*Task statement*. Take the line containing "Annotate the sky" through the last line of the data and retype those lines exactly. Pictures do not belong in the copy.

*Supplied data*.
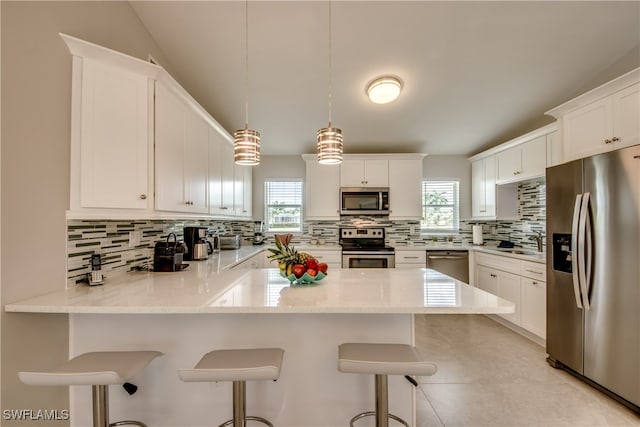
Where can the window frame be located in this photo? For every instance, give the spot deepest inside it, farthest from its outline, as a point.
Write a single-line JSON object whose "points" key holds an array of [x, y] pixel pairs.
{"points": [[455, 226], [267, 223]]}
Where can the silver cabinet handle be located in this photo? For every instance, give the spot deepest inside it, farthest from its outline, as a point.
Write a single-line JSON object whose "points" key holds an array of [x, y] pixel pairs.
{"points": [[445, 257]]}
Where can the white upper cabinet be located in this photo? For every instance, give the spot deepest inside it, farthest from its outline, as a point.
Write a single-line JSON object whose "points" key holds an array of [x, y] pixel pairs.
{"points": [[483, 187], [405, 189], [111, 146], [182, 159], [603, 119], [524, 161], [364, 173], [322, 190]]}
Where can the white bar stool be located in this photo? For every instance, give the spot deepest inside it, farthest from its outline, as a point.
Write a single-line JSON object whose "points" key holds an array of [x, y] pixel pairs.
{"points": [[238, 366], [99, 370], [382, 360]]}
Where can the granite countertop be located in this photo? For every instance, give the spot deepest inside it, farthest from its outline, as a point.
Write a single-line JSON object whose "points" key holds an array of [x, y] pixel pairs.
{"points": [[206, 288]]}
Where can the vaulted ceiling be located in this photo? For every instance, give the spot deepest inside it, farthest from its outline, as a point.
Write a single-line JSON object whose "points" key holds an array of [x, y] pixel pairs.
{"points": [[474, 73]]}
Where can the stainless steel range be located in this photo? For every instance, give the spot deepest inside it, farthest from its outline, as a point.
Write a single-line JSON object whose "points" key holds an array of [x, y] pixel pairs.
{"points": [[365, 248]]}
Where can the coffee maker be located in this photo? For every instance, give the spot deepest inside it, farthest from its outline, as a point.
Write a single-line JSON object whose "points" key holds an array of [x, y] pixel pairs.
{"points": [[258, 234], [198, 247]]}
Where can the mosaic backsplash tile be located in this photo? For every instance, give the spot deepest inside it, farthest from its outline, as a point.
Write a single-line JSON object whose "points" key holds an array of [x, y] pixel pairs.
{"points": [[110, 238]]}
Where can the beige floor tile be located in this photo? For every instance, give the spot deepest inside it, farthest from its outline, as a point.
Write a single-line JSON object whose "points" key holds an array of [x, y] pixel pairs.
{"points": [[490, 376]]}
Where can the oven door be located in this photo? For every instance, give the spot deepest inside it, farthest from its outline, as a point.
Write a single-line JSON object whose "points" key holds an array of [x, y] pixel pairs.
{"points": [[369, 259]]}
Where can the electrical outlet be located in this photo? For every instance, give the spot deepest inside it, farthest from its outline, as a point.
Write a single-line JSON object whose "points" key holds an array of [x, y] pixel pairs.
{"points": [[134, 238]]}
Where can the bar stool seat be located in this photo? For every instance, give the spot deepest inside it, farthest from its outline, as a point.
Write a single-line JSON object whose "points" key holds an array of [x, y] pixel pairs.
{"points": [[382, 360], [237, 366], [99, 370]]}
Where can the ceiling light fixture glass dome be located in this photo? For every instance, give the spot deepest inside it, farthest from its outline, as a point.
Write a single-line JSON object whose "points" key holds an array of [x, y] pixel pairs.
{"points": [[384, 89]]}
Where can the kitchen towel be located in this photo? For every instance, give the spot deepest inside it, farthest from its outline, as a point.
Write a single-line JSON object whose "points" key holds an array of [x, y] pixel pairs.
{"points": [[477, 235]]}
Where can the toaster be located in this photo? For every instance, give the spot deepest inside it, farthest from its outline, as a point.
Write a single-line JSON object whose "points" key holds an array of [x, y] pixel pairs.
{"points": [[229, 241]]}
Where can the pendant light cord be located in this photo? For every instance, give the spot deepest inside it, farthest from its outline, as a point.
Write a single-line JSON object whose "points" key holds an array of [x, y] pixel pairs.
{"points": [[246, 63], [330, 98]]}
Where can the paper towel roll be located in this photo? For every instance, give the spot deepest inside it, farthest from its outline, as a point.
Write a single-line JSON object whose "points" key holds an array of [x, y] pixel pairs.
{"points": [[477, 235]]}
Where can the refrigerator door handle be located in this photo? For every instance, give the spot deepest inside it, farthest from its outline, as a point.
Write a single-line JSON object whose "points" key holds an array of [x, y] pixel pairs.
{"points": [[585, 249], [574, 249]]}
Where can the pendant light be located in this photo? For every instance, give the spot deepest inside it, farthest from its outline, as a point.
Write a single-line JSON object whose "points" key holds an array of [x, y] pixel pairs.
{"points": [[330, 138], [246, 142]]}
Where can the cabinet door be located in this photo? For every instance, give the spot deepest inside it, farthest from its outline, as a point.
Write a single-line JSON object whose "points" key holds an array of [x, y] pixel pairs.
{"points": [[487, 279], [376, 173], [533, 158], [509, 289], [534, 306], [483, 187], [509, 164], [171, 123], [626, 117], [586, 129], [242, 191], [114, 140], [322, 191], [196, 164], [364, 173], [352, 173], [216, 142], [405, 189]]}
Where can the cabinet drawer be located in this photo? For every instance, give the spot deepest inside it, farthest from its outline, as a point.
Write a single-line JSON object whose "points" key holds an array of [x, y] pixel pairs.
{"points": [[534, 270], [413, 257], [510, 265]]}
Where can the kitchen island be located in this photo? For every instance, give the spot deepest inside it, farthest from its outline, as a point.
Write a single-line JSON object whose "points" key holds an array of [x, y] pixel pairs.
{"points": [[188, 313]]}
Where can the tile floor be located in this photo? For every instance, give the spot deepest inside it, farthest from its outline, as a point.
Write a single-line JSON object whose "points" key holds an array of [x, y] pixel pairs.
{"points": [[490, 376]]}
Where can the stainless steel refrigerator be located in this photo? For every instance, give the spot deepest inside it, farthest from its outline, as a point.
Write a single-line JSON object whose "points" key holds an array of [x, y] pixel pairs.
{"points": [[593, 270]]}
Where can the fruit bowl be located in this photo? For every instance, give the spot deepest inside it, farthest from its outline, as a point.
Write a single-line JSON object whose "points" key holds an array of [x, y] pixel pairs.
{"points": [[305, 279]]}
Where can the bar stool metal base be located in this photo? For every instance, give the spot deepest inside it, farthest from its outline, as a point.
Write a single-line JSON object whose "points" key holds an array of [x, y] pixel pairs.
{"points": [[100, 397], [240, 417], [382, 406]]}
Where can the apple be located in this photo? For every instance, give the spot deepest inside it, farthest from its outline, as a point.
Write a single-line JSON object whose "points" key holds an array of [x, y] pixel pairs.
{"points": [[298, 270]]}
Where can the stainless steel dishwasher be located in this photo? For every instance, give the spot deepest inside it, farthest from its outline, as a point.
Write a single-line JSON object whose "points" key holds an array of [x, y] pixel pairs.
{"points": [[453, 263]]}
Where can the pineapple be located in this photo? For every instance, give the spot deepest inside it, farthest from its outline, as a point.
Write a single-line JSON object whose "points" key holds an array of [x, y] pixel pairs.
{"points": [[286, 256]]}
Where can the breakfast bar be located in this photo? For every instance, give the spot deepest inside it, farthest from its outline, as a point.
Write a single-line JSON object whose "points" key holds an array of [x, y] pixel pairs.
{"points": [[186, 314]]}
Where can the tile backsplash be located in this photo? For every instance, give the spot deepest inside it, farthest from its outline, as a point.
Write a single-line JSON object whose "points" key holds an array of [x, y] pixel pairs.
{"points": [[110, 238]]}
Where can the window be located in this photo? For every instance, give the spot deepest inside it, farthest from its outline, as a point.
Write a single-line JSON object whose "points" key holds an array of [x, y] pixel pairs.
{"points": [[440, 207], [283, 205]]}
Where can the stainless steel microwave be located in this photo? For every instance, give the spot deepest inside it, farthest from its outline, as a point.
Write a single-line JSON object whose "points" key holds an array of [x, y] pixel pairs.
{"points": [[364, 201]]}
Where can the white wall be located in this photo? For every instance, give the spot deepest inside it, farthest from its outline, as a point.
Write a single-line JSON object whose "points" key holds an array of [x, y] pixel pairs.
{"points": [[36, 102]]}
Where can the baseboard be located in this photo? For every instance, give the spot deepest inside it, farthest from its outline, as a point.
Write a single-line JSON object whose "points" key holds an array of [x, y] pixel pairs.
{"points": [[517, 329]]}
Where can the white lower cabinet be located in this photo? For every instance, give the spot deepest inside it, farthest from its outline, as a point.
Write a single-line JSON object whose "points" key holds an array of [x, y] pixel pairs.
{"points": [[411, 259], [519, 281], [534, 306]]}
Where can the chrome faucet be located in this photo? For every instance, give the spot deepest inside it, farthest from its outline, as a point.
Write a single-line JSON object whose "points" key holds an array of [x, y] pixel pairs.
{"points": [[538, 239]]}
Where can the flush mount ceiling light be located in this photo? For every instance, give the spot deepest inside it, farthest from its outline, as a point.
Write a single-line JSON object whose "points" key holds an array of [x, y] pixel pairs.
{"points": [[384, 89], [246, 142], [329, 138]]}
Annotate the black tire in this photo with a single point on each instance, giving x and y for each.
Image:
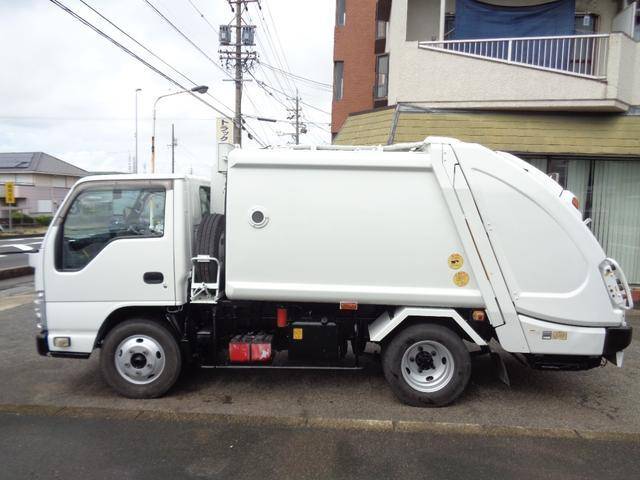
(210, 241)
(163, 337)
(403, 340)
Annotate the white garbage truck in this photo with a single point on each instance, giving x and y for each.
(305, 257)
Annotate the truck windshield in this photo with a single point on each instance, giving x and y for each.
(99, 216)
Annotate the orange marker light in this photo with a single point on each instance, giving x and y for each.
(478, 316)
(348, 305)
(575, 202)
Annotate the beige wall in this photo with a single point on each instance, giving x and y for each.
(430, 77)
(623, 69)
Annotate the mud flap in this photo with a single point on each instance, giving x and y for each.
(501, 368)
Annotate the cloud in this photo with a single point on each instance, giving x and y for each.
(70, 93)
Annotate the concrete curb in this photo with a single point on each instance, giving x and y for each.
(356, 424)
(15, 272)
(26, 235)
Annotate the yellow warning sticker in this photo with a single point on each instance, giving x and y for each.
(461, 279)
(297, 334)
(456, 261)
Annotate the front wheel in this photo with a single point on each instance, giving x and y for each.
(427, 365)
(140, 359)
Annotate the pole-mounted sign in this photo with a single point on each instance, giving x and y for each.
(10, 193)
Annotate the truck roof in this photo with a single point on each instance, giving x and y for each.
(141, 176)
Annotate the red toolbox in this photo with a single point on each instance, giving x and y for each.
(250, 348)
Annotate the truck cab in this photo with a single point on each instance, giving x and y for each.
(118, 244)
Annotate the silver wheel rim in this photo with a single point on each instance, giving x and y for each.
(139, 359)
(427, 366)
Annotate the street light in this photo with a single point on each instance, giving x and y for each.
(199, 89)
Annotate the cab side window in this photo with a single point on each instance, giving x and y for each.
(101, 215)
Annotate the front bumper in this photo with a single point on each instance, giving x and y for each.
(42, 345)
(616, 339)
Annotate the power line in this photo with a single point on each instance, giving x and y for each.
(285, 65)
(272, 44)
(193, 44)
(202, 16)
(315, 82)
(126, 50)
(149, 51)
(141, 60)
(291, 98)
(237, 122)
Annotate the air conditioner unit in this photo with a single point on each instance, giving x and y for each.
(248, 35)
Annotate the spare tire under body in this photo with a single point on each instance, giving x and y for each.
(210, 241)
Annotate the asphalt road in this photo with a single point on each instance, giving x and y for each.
(44, 447)
(602, 400)
(58, 419)
(14, 252)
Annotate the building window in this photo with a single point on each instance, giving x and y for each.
(449, 26)
(338, 80)
(382, 76)
(586, 23)
(341, 12)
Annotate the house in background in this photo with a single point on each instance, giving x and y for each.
(41, 181)
(556, 83)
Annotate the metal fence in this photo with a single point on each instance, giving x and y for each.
(580, 55)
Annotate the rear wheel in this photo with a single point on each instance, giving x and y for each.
(140, 359)
(427, 365)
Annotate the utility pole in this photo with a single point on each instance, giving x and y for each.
(135, 163)
(237, 132)
(174, 144)
(239, 58)
(297, 118)
(295, 115)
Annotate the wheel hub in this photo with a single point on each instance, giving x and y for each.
(139, 359)
(424, 360)
(427, 366)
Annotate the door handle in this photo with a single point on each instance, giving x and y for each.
(153, 277)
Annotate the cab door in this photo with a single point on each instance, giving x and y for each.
(111, 247)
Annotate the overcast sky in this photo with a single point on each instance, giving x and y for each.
(69, 92)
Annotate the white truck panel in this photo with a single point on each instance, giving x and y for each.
(548, 257)
(362, 226)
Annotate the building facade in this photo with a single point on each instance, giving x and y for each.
(361, 62)
(41, 181)
(556, 83)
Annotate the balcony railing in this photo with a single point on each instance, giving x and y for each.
(579, 55)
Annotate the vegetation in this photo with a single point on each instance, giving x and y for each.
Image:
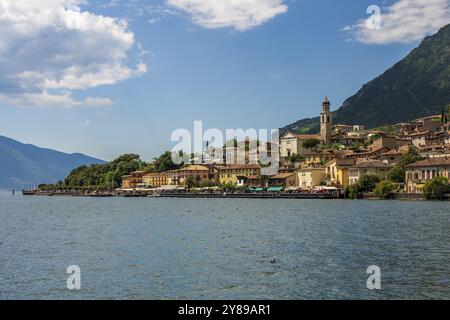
(296, 158)
(418, 85)
(367, 183)
(311, 143)
(165, 163)
(397, 174)
(104, 176)
(436, 188)
(207, 184)
(385, 190)
(190, 183)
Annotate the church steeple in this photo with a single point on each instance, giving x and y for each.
(326, 121)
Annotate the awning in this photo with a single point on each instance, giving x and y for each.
(275, 189)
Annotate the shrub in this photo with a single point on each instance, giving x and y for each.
(385, 190)
(436, 188)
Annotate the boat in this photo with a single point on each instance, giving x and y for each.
(28, 192)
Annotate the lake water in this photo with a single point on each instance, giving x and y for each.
(222, 249)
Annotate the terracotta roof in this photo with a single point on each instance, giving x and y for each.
(372, 164)
(155, 174)
(441, 161)
(282, 176)
(195, 168)
(239, 167)
(303, 136)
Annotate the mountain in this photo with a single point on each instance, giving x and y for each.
(23, 164)
(417, 86)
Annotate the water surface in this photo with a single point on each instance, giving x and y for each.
(222, 249)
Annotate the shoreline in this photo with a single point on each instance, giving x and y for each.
(223, 195)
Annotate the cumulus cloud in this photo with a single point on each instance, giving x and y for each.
(238, 14)
(49, 48)
(404, 21)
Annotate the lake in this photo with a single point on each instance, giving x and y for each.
(155, 248)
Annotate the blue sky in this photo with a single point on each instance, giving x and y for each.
(86, 83)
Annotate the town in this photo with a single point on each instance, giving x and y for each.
(404, 160)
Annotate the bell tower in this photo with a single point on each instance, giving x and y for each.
(326, 122)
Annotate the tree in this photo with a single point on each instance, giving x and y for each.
(165, 163)
(385, 190)
(294, 158)
(206, 184)
(310, 143)
(353, 192)
(397, 174)
(368, 182)
(190, 182)
(436, 188)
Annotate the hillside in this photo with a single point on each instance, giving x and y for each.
(418, 85)
(23, 164)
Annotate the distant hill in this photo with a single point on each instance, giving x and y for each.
(417, 86)
(23, 164)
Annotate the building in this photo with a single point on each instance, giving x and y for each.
(230, 174)
(320, 157)
(285, 180)
(394, 156)
(197, 172)
(418, 173)
(309, 178)
(292, 144)
(374, 167)
(133, 180)
(155, 180)
(326, 122)
(338, 171)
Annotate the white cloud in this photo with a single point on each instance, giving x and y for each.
(54, 46)
(404, 21)
(238, 14)
(47, 100)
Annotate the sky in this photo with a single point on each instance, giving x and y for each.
(111, 77)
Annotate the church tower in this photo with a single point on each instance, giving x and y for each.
(326, 122)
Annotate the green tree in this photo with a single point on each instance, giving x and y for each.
(436, 188)
(310, 143)
(397, 174)
(207, 184)
(385, 190)
(368, 182)
(295, 158)
(190, 182)
(353, 192)
(165, 163)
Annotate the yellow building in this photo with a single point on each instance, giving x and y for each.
(133, 180)
(197, 172)
(309, 178)
(418, 173)
(154, 180)
(373, 167)
(292, 143)
(338, 171)
(320, 157)
(230, 174)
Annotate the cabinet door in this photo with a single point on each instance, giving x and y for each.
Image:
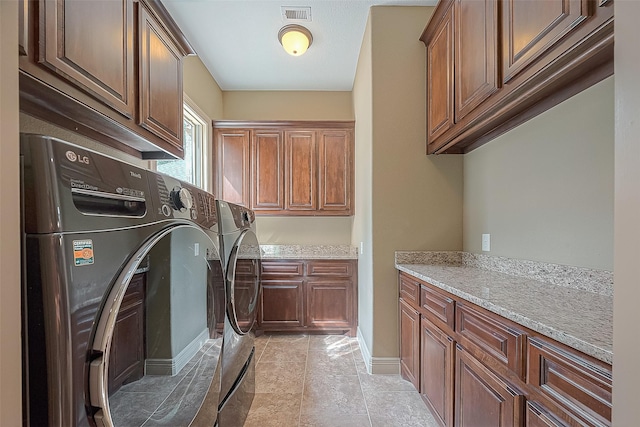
(126, 357)
(335, 165)
(160, 65)
(436, 371)
(481, 397)
(267, 170)
(329, 304)
(529, 28)
(300, 173)
(410, 344)
(476, 53)
(90, 44)
(231, 172)
(281, 304)
(440, 114)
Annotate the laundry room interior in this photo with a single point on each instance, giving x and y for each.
(421, 214)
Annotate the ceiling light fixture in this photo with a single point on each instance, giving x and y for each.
(295, 39)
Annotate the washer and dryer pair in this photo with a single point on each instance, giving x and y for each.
(138, 295)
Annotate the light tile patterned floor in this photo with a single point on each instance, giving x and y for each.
(322, 381)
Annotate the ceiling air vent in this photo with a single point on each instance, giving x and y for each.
(297, 14)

*Solution to this exercise*.
Annotate the sky in this photo with a single point on each instance, giving x and y for each.
(111, 77)
Annotate the church tower in this photo with a single point on each instance, giving x and y for each.
(326, 122)
Annotate the green tree in this photo with a single point on each instance, giving x and y for each.
(436, 188)
(310, 143)
(397, 174)
(207, 184)
(385, 190)
(368, 182)
(295, 158)
(190, 182)
(353, 192)
(165, 163)
Annotate the yellow building in this photo with a single point on each instance, giving x and y for each.
(133, 180)
(197, 172)
(309, 178)
(418, 173)
(154, 180)
(373, 167)
(292, 143)
(338, 171)
(320, 157)
(230, 174)
Annotate the cabinet door in this photo with a single point on each instance, giving x and y for each.
Image:
(126, 357)
(335, 165)
(160, 65)
(436, 371)
(481, 397)
(267, 170)
(329, 304)
(529, 28)
(300, 173)
(410, 344)
(476, 53)
(90, 44)
(231, 172)
(281, 304)
(440, 114)
Annotate the laundry room interior in this photo with a single point on each instance, giving x and y for each.
(421, 214)
Annotate the ceiling light fixture in this photo with a single point on each instance, giving x and y for each.
(295, 39)
Annotate the washer and dryer pair in this photo with a single point on each instance, giving x and y for each.
(138, 295)
Annotate the light tile patterned floor in this photo with a single point on each instance, giving x and y for each.
(322, 381)
Annotate the ceiling air vent in this photo with a single point on each instance, giving x and y for each.
(297, 14)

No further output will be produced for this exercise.